> Exercise brief:
From the entries that follow, pick out all lines holding "ceiling".

[Stored items]

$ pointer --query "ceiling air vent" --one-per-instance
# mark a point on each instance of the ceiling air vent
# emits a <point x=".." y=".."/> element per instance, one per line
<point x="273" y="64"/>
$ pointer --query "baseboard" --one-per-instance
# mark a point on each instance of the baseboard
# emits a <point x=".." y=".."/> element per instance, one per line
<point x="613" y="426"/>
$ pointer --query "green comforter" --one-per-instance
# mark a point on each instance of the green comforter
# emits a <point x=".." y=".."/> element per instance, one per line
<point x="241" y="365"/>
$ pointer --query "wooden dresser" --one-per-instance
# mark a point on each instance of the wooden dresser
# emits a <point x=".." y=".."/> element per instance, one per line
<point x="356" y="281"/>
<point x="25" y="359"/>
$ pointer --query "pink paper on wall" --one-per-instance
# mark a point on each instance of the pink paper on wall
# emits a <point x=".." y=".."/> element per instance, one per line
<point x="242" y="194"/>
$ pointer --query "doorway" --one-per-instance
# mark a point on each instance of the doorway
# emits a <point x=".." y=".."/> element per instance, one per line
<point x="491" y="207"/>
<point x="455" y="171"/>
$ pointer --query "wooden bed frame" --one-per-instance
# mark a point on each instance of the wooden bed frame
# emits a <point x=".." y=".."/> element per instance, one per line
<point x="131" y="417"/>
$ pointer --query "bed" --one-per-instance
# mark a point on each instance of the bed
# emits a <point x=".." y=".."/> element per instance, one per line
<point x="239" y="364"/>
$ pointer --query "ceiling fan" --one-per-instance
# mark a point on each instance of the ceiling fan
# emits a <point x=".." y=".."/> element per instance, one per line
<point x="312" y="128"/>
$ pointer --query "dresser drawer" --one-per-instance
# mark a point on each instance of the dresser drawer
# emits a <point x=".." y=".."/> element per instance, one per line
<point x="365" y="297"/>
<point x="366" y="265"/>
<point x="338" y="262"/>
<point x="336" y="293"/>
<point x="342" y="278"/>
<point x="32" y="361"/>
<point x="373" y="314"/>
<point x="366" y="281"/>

> Answer box:
$ pointer --query "ceiling air vent" --one-per-instance
# mark a point on each instance of the ceiling air vent
$ pointer --query "ceiling fan" --one-per-instance
# mark a point on each instance of the ceiling fan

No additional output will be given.